:: EXERCISE DETAILS ::
Every record must be written out once more, with nothing added or omitted.

··········

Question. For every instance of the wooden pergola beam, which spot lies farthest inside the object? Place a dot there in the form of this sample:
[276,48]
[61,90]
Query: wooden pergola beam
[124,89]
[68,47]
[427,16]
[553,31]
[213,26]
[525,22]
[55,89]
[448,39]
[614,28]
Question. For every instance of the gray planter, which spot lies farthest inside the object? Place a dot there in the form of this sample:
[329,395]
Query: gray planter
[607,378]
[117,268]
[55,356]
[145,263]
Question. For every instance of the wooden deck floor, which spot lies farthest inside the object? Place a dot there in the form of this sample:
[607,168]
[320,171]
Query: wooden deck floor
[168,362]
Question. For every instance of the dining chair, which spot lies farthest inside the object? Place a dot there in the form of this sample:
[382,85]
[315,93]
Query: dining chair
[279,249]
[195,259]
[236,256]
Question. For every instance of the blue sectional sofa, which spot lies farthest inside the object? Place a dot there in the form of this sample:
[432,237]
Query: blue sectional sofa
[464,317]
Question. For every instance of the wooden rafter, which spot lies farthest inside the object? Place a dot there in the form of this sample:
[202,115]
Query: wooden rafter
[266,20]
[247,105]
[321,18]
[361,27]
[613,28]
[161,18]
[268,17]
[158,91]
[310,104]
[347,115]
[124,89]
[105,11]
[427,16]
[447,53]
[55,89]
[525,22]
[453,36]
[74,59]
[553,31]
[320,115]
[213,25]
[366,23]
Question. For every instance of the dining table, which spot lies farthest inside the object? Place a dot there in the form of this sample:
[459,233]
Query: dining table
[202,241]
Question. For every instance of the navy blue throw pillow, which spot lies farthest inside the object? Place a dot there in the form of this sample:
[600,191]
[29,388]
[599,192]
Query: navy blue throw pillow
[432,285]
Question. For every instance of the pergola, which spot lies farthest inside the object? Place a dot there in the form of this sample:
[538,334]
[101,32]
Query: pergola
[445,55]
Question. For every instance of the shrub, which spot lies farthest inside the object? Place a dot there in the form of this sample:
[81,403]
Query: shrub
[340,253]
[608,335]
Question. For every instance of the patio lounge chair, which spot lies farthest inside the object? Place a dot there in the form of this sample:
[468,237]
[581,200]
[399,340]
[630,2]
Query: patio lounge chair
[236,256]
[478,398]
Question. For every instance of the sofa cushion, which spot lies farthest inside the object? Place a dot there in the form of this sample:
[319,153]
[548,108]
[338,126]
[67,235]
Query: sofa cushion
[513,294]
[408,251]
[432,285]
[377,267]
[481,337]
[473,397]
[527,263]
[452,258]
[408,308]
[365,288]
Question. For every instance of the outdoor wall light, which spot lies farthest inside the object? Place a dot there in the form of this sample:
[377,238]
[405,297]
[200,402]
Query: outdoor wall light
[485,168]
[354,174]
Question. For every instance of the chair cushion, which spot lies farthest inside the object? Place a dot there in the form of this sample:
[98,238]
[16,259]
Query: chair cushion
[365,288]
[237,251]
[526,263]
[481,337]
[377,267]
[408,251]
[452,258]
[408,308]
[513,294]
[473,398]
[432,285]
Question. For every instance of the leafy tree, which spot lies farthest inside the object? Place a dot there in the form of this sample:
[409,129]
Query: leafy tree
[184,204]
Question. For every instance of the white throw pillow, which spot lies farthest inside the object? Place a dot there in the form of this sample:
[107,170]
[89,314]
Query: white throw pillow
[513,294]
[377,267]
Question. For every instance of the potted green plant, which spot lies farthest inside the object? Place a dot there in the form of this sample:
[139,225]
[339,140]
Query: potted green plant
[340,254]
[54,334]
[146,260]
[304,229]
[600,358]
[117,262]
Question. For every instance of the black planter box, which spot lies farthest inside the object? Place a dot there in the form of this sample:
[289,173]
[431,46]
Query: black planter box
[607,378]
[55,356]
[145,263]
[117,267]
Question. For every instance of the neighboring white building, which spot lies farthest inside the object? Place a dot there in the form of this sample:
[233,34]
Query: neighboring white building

··········

:: ANSWER TO THIS TASK ::
Question. For every instance of the wooden pergola beam, which spot lies farthest inside the object? Place a dot there in the form of this sample:
[276,48]
[61,90]
Query: wooden pergola beam
[124,89]
[68,47]
[427,16]
[553,31]
[213,26]
[525,22]
[55,89]
[448,39]
[614,28]
Question. For every instance of the gray planter, which spot lies farthest inside the object? Place a dot there in the form of this sample:
[329,395]
Query: gray planter
[607,378]
[117,268]
[55,356]
[145,263]
Question. For every instance of the wooden deck floor, which spot lies farthest inside the object? Place a dot there in the form of this sample:
[607,168]
[320,171]
Query: wooden deck floor
[168,362]
Question. For every instance of the dining chair, which spot lies farthest inside the object? Place a dot there in the form of this sample:
[382,85]
[315,93]
Query: dining chair
[279,249]
[195,259]
[236,256]
Question. For every instance of the blue sectional sofa, which spot lies farthest inside the object? Place a dot there in the form of this sample:
[432,237]
Query: blue sectional sofa
[464,317]
Question. For every instance of the wooden rafter, which spot lies farthest inside the object? Place a dot there in the form of this sample:
[202,115]
Query: wooden rafter
[266,20]
[247,105]
[321,18]
[361,27]
[613,28]
[161,18]
[268,17]
[158,91]
[310,104]
[347,115]
[124,89]
[105,11]
[427,16]
[447,53]
[55,89]
[525,22]
[453,36]
[74,59]
[553,31]
[320,115]
[213,25]
[366,23]
Question. For every instance of the dining table, which spot lies farthest inside the object? Place a dot there in the form of this sample:
[459,233]
Query: dining table
[202,241]
Question. For every instance of the navy blue throw pillow, which spot lies farthest inside the object? Place a dot there in the form of this sample:
[600,191]
[29,388]
[599,192]
Query: navy blue throw pillow
[432,285]
Question. For every instance of the pergola, which spot lies farthest inside the object? Place a dot there in the form of this sample:
[538,334]
[101,32]
Query: pergola
[445,55]
Question. For every instance of the shrub, which spot lies farthest inside the object? Place a dot there in the form of this sample:
[81,403]
Query: shrub
[340,253]
[608,335]
Question. For every instance of the patio lounge chair, which spot lies farthest inside the object? Place a dot there in the form of this sample:
[468,237]
[581,200]
[399,340]
[630,2]
Query: patio lounge chair
[236,256]
[478,398]
Question. For every instance of the sofa cushion, which spot lies farthest inside the object? Place a dot there in the form of this sample:
[319,153]
[548,108]
[338,126]
[67,235]
Query: sofa cushion
[513,294]
[408,251]
[432,285]
[377,267]
[481,337]
[473,397]
[527,263]
[452,258]
[408,308]
[365,288]
Question. For every instance of the outdoor wall light, which spot lies farthest inside the object? Place a dot there in the form of this sample:
[377,238]
[405,297]
[200,402]
Query: outdoor wall light
[485,168]
[354,174]
Question. For every instance of the chair cushion, which spot lies farthest inside the object? Place a dot there in the form of this sample:
[98,238]
[16,259]
Query: chair cushion
[365,288]
[237,251]
[526,263]
[481,337]
[377,267]
[408,251]
[452,258]
[408,308]
[513,294]
[473,398]
[432,285]
Question. For every instance of the leafy tree, which spot lies farthest inside the object? Place a dot there in the form of this sample:
[409,129]
Query: leafy tree
[184,204]
Question. For every instance of the white throw pillow, which spot lies farthest inside the object? Place a dot there in the form of this sample:
[107,170]
[89,314]
Query: white throw pillow
[513,294]
[377,267]
Question. For every instance of the potted green plant, which spot lies farthest inside the object? Place a dot there in the form of this sample:
[139,225]
[339,140]
Query: potted green plant
[340,254]
[54,334]
[146,260]
[304,229]
[600,358]
[117,262]
Question. For every instance of the black planter box, which spot lies farthest inside the object? Place a dot there in the form of this sample:
[289,173]
[431,46]
Query: black planter box
[607,378]
[55,356]
[145,263]
[117,267]
Question. For every instance of the neighboring white building, which spot lies farthest inside the object? Place a dot there in the form of this sample:
[233,34]
Query: neighboring white building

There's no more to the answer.